- WHAT IS BEING ASKED -
Locate each line in the records below that contains the string "shadow", and copy those lines out. Case must match.

- Records from a data source -
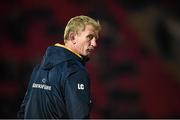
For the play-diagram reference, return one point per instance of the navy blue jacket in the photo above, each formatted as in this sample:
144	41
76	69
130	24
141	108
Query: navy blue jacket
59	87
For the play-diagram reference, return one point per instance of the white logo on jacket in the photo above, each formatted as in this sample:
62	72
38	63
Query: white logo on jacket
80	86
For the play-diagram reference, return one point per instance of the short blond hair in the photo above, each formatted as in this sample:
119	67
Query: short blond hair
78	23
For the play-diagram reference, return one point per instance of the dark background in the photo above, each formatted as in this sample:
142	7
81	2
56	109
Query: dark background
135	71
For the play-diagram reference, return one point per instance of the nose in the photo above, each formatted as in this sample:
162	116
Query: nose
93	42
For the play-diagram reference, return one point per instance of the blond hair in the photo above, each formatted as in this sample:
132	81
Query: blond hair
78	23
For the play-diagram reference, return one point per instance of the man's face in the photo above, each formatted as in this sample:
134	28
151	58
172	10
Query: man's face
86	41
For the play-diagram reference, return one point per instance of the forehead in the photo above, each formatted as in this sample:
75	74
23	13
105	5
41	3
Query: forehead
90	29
...
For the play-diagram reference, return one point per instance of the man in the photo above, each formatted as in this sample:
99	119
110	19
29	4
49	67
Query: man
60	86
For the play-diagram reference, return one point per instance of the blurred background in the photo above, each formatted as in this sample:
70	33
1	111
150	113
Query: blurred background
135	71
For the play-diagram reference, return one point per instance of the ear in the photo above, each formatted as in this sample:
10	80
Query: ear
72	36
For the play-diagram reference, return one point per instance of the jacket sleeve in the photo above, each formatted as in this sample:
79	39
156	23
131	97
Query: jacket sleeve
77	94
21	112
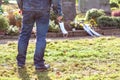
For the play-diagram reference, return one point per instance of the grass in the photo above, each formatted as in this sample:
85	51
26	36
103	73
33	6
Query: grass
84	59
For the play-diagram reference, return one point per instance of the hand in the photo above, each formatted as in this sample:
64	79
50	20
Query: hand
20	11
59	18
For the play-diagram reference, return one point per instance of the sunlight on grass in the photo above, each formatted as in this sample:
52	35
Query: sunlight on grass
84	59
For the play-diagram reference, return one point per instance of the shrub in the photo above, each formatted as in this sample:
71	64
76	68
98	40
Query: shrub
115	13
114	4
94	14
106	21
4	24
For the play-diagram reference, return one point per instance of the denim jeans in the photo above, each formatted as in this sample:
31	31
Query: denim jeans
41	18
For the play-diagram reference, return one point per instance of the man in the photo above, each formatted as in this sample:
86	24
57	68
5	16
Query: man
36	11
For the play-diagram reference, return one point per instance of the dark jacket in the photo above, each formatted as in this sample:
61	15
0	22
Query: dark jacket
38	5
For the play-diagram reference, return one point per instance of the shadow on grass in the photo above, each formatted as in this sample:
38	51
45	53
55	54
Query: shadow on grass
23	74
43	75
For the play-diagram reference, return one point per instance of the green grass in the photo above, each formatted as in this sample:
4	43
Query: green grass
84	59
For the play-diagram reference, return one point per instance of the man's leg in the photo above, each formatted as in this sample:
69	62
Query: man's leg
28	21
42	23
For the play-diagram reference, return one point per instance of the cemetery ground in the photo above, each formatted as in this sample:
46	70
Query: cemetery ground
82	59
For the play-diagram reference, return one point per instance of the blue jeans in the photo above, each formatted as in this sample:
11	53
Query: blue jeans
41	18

- FULL ANSWER -
For the play-diagram reference, return one point per instance of the shadow on grass in the photo above, each formatted as in this sample:
Query: shadow on grass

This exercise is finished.